# Фрагмент документа
• • • • •
В литературе на идиш есть два Зингера, два прекрасных, но совершенно разных писателя. Старший Израиль Иошуа Зингер (1893–1944) — один из немногих романистов, писавших на идиш. Исаак Башевис Зингер (1904–1991), младший брат, — лауреат Нобелевской премии по литературе за 1978 год — стал заметным явлением в литературе благодаря многочисленным удачным переводам на английский язык. Младший Зингер — автор нескольких романов самого различного жанра и непревзойдённый мастер короткого рассказа.
Оба талантливых брата сыграли свою роль в литературе, только на разных этапах её развития.
Зингеры — семья потомственных раввинов. В семье четверо детей: старший брат Израиль Иошуа, сестра Гинда Эстер, впоследствии писательница и переводчик, и двое младших — Исаак и Моше. Последний, став раввином в старом Дзикове, единственный из детей сохранил верность семейной традиции.
Бесконечные переезды: Билгорай, Леончин, Радзимин и наконец Варшава. Традиционная еврейская жизнь. Двор на Крохмальной — улице еврейской бедноты. Хедер. Иешива. Дома — бет-дин (раввинский суд). Старший брат оставляет иешиву, пытается стать художником. Пробует писать. Несколько его новелл из жизни хасидов печатаются в варшавском еженедельнике «Дос Идише Ворт». В 1918 году он переезжает в Киев, работает корректором и рассыльным, ведет редакторскую работу, много печатается (бытовые зарисовки, рассказы, очерки), ездит по Галиции. С 1921 года живет и работает в Варшаве.
• • • • •
# Набор данных

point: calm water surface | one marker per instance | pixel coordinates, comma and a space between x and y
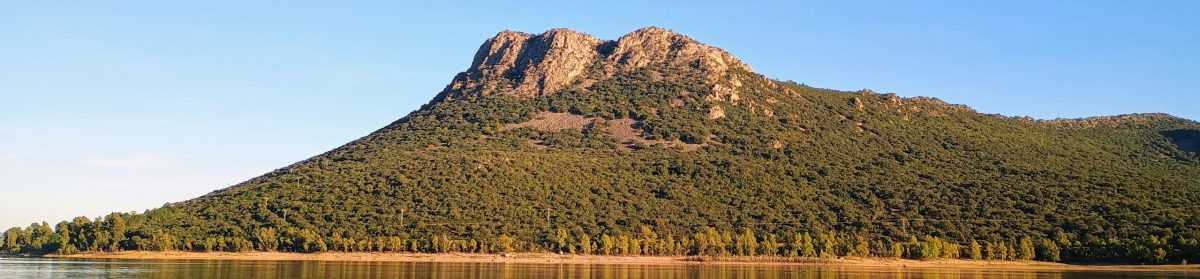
18, 267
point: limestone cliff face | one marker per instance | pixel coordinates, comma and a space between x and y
527, 65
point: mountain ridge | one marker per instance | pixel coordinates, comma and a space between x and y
675, 148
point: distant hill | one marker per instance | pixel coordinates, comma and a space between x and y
658, 144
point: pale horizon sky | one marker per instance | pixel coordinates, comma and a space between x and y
119, 106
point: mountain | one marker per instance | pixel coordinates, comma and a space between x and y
655, 143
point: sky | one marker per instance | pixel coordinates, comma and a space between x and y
123, 106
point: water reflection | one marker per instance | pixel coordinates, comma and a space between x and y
219, 268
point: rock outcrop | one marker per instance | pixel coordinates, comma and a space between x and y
527, 65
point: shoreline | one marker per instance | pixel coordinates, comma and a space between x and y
555, 259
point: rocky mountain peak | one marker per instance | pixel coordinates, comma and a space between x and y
526, 65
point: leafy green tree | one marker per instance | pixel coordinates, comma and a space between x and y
1048, 250
976, 250
1025, 249
586, 244
267, 238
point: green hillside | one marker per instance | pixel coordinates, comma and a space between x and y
643, 162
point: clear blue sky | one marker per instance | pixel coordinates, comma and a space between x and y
126, 105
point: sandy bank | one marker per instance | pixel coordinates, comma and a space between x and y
529, 257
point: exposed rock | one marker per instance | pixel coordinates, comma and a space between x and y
552, 122
715, 112
775, 144
526, 65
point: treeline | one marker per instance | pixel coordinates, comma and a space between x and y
111, 233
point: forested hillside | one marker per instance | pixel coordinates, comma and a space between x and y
669, 158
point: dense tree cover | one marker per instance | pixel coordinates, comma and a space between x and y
789, 171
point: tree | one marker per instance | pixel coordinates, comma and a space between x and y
607, 243
747, 243
897, 250
586, 244
1025, 249
1048, 250
11, 239
771, 245
563, 237
505, 243
118, 229
862, 248
976, 250
267, 238
808, 249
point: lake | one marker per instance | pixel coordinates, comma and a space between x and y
22, 267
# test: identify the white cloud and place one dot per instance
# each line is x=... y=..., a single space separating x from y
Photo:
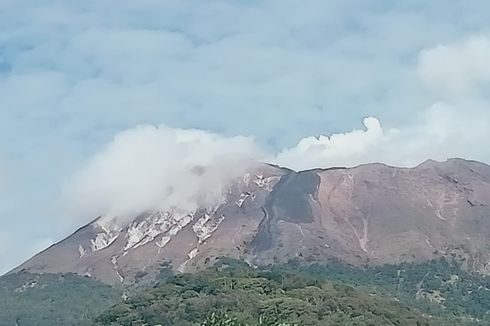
• • • • •
# Задание 1
Ответьте по тексту о братьях Зингер:
(a) За какой год Исаак Башевис Зингер стал лауреатом Нобелевской премии по литературе?
(b) Кто из детей стал раввином и где?
(c) В какой город старший брат переехал в 1918 году?
# Задание 2
Перепишите без изменений фрагмент текста о братьях Зингер: начните с места, где стоят слова «Зингеры — семья», и остановитесь после слов «работает в Варшаве.».

# Письменное решение 1
(a) За 1978 год.
(b) Моше, в старом Дзикове.
(c) В Киев.

# Письменное решение 2
Зингеры — семья потомственных раввинов. В семье четверо детей: старший брат Израиль Иошуа, сестра Гинда Эстер, впоследствии писательница и переводчик, и двое младших — Исаак и Моше. Последний, став раввином в старом Дзикове, единственный из детей сохранил верность семейной традиции.
Бесконечные переезды: Билгорай, Леончин, Радзимин и наконец Варшава. Традиционная еврейская жизнь. Двор на Крохмальной — улице еврейской бедноты. Хедер. Иешива. Дома — бет-дин (раввинский суд). Старший брат оставляет иешиву, пытается стать художником. Пробует писать. Несколько его новелл из жизни хасидов печатаются в варшавском еженедельнике «Дос Идише Ворт». В 1918 году он переезжает в Киев, работает корректором и рассыльным, ведет редакторскую работу, много печатается (бытовые зарисовки, рассказы, очерки), ездит по Галиции. С 1921 года живет и работает в Варшаве.